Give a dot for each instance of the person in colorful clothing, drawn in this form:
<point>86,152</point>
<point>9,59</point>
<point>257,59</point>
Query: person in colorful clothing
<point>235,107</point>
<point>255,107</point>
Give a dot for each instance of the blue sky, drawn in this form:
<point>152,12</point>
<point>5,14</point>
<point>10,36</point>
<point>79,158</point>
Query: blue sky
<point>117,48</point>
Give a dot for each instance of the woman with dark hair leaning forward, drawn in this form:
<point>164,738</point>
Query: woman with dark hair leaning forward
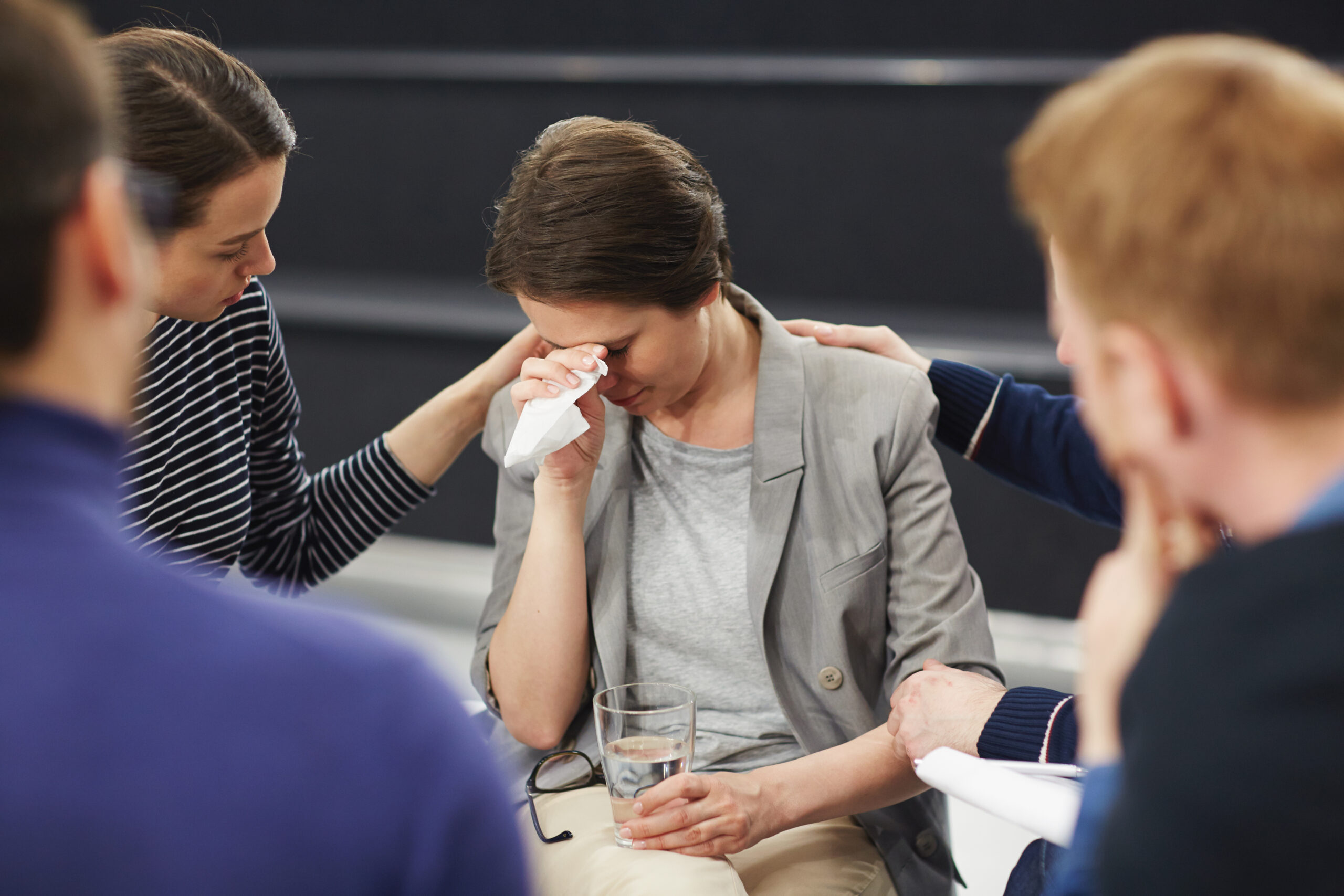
<point>754,516</point>
<point>213,471</point>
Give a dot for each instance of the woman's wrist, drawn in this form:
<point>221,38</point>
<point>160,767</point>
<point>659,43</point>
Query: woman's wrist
<point>777,798</point>
<point>563,491</point>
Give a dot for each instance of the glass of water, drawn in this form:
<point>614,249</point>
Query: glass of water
<point>647,734</point>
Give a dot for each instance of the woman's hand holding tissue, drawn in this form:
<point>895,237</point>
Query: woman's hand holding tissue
<point>545,378</point>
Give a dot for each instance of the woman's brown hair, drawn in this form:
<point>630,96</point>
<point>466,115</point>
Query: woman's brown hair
<point>613,212</point>
<point>193,113</point>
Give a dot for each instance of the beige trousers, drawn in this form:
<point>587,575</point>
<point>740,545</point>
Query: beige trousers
<point>828,859</point>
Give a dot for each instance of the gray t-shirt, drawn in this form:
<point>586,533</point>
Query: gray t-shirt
<point>689,618</point>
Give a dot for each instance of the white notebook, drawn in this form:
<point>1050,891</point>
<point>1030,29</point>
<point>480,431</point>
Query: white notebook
<point>1046,806</point>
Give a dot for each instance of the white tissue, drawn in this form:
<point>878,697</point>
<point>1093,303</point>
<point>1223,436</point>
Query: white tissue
<point>550,424</point>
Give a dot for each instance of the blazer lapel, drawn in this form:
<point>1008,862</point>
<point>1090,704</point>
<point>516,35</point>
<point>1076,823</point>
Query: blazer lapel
<point>608,520</point>
<point>777,455</point>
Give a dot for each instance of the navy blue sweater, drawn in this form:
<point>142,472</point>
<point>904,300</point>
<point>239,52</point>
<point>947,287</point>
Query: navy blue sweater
<point>159,736</point>
<point>1037,442</point>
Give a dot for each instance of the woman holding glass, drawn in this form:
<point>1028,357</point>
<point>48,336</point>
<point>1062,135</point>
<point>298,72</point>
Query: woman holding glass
<point>753,516</point>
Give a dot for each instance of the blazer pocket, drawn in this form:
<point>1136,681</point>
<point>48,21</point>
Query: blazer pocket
<point>853,568</point>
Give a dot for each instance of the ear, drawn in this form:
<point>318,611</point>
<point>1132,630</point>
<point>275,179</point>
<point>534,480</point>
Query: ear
<point>1147,390</point>
<point>119,253</point>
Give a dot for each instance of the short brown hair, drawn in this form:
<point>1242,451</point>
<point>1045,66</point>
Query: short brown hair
<point>609,210</point>
<point>1196,187</point>
<point>193,113</point>
<point>54,123</point>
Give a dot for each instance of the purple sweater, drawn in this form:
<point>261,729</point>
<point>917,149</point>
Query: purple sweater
<point>163,736</point>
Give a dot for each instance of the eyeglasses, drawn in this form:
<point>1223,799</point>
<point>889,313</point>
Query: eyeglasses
<point>557,774</point>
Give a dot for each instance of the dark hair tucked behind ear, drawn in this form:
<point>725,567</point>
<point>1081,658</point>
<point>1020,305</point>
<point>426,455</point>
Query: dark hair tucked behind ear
<point>609,210</point>
<point>53,127</point>
<point>193,112</point>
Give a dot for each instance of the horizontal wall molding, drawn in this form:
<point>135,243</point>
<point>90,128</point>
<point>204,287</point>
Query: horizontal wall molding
<point>467,309</point>
<point>655,68</point>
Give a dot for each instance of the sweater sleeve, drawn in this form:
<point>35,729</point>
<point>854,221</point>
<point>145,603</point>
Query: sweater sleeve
<point>1026,437</point>
<point>304,529</point>
<point>1031,724</point>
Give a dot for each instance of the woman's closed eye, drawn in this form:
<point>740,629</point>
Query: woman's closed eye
<point>234,257</point>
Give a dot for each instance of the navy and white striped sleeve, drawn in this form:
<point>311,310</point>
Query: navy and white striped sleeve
<point>304,529</point>
<point>1031,724</point>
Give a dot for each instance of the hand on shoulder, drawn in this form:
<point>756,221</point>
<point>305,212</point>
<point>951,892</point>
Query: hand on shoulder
<point>879,340</point>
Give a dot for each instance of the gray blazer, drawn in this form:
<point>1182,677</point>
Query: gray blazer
<point>858,573</point>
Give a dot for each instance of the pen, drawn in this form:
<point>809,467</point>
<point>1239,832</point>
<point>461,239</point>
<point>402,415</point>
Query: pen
<point>1041,769</point>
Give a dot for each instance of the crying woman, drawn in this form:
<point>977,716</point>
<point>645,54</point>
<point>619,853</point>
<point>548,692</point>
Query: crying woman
<point>750,515</point>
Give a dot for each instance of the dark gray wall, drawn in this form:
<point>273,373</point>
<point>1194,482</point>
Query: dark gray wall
<point>834,26</point>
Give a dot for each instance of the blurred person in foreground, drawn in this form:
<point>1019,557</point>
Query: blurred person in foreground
<point>1237,276</point>
<point>1193,201</point>
<point>160,736</point>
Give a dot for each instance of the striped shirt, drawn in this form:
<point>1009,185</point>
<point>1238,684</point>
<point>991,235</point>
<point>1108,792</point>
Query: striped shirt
<point>213,475</point>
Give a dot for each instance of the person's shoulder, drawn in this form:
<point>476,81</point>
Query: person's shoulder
<point>843,381</point>
<point>1249,585</point>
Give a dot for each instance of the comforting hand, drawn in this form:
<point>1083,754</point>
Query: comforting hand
<point>879,340</point>
<point>702,816</point>
<point>1126,597</point>
<point>941,707</point>
<point>539,381</point>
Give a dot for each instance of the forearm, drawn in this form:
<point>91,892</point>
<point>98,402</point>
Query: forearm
<point>539,653</point>
<point>853,778</point>
<point>429,440</point>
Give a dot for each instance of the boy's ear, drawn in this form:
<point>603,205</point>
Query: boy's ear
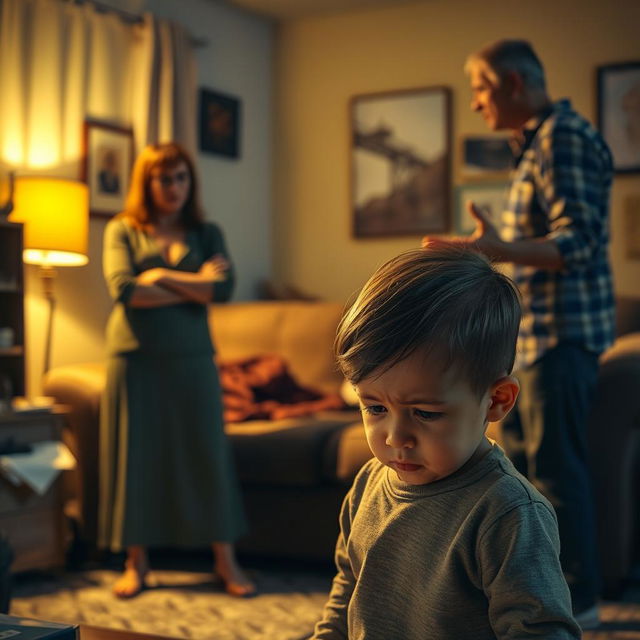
<point>514,83</point>
<point>504,393</point>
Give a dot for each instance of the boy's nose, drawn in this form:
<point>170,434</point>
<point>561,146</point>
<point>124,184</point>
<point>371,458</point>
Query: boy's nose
<point>400,437</point>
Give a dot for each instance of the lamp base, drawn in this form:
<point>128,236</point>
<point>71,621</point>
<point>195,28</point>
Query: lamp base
<point>48,275</point>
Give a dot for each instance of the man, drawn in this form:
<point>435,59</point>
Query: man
<point>554,233</point>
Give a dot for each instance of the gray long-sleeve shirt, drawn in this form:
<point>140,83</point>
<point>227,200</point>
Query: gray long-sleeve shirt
<point>472,556</point>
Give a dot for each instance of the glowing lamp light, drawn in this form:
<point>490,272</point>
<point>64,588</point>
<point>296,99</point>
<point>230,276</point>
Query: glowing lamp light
<point>55,217</point>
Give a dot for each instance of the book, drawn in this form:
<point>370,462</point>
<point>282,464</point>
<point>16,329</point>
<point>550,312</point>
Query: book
<point>28,629</point>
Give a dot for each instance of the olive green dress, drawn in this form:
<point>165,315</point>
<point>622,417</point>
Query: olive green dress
<point>167,475</point>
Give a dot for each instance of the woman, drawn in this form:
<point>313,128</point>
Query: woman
<point>167,475</point>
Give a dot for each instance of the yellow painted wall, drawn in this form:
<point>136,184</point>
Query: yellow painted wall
<point>322,61</point>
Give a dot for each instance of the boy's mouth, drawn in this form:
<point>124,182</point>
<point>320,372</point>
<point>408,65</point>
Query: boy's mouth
<point>404,466</point>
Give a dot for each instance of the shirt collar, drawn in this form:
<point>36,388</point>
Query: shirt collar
<point>522,138</point>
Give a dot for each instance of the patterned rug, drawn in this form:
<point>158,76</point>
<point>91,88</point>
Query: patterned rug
<point>184,605</point>
<point>189,604</point>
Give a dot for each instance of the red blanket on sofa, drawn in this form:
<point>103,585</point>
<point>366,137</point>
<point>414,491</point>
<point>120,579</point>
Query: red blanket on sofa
<point>262,388</point>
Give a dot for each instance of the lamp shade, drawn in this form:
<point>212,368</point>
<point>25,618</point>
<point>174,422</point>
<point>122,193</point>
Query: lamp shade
<point>55,214</point>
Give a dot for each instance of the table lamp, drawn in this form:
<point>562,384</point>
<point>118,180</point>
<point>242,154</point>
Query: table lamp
<point>54,212</point>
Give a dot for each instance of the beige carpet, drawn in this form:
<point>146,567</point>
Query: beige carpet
<point>188,604</point>
<point>185,605</point>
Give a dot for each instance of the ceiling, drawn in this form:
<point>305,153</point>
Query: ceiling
<point>290,9</point>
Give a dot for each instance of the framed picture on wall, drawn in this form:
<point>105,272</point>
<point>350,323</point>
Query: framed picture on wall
<point>106,167</point>
<point>219,123</point>
<point>619,113</point>
<point>486,157</point>
<point>400,162</point>
<point>489,197</point>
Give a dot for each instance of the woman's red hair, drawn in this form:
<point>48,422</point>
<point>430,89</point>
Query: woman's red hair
<point>139,204</point>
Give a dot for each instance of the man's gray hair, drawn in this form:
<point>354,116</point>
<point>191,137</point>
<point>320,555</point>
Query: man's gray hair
<point>510,55</point>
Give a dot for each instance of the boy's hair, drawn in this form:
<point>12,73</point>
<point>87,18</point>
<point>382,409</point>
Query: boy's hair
<point>503,56</point>
<point>448,300</point>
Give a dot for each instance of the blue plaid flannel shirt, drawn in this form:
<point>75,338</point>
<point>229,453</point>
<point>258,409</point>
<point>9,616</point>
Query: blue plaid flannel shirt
<point>560,190</point>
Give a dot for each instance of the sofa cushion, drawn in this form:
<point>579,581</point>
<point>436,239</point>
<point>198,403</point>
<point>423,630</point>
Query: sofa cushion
<point>302,333</point>
<point>289,452</point>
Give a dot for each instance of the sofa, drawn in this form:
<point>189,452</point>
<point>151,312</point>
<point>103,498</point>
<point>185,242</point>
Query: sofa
<point>295,472</point>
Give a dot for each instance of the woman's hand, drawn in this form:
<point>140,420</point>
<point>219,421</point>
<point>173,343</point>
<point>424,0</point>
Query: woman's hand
<point>151,276</point>
<point>215,268</point>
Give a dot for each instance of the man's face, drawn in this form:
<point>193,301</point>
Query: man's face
<point>420,420</point>
<point>494,102</point>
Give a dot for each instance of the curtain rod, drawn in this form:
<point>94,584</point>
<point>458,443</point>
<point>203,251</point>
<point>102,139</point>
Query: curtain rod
<point>133,18</point>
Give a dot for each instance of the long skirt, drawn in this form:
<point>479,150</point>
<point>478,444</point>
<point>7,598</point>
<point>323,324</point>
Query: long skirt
<point>167,475</point>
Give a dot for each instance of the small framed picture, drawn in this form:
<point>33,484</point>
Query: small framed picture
<point>400,162</point>
<point>219,123</point>
<point>108,158</point>
<point>619,113</point>
<point>485,157</point>
<point>491,198</point>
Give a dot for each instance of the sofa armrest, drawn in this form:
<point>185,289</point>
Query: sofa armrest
<point>80,387</point>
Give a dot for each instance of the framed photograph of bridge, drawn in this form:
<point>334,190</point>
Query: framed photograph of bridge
<point>400,162</point>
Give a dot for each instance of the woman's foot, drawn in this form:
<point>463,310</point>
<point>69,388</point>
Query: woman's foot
<point>236,582</point>
<point>135,576</point>
<point>130,583</point>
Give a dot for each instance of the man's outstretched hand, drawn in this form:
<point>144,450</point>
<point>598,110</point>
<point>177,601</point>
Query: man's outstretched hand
<point>484,239</point>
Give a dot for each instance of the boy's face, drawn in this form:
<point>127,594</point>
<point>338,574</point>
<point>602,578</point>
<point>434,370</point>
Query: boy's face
<point>421,421</point>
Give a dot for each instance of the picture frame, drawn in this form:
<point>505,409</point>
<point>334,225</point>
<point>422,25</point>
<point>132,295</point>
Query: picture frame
<point>618,113</point>
<point>400,162</point>
<point>106,167</point>
<point>485,158</point>
<point>491,197</point>
<point>219,120</point>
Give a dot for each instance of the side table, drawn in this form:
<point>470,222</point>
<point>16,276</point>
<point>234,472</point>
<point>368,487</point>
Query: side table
<point>33,523</point>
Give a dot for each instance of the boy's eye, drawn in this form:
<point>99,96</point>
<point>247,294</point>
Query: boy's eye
<point>374,409</point>
<point>428,415</point>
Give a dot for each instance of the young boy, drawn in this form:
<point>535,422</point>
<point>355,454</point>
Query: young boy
<point>441,538</point>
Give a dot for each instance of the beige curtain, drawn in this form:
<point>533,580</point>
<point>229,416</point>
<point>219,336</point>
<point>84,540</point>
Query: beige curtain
<point>61,63</point>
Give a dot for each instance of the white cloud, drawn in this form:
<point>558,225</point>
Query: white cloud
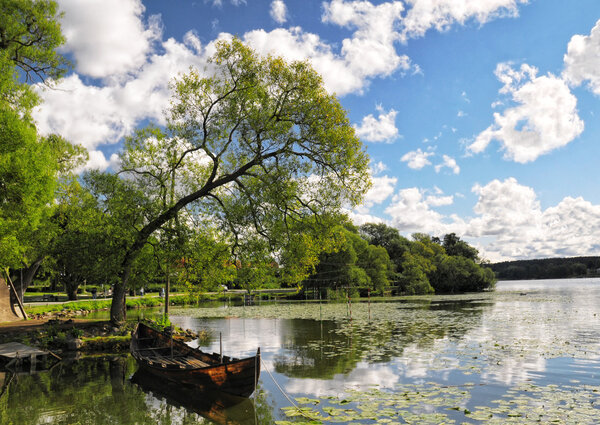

:::::

• [Challenge]:
Write out everything in the data above from the line containing "Give a dot for each instance of the gray long-sleeve" down to the line containing "<point>472,556</point>", both lines included, with no changes.

• [Task solution]:
Give a dot for each instance of the gray long-sleeve shirt, drawn in this form:
<point>140,83</point>
<point>227,200</point>
Query: gray long-sleeve shirt
<point>472,556</point>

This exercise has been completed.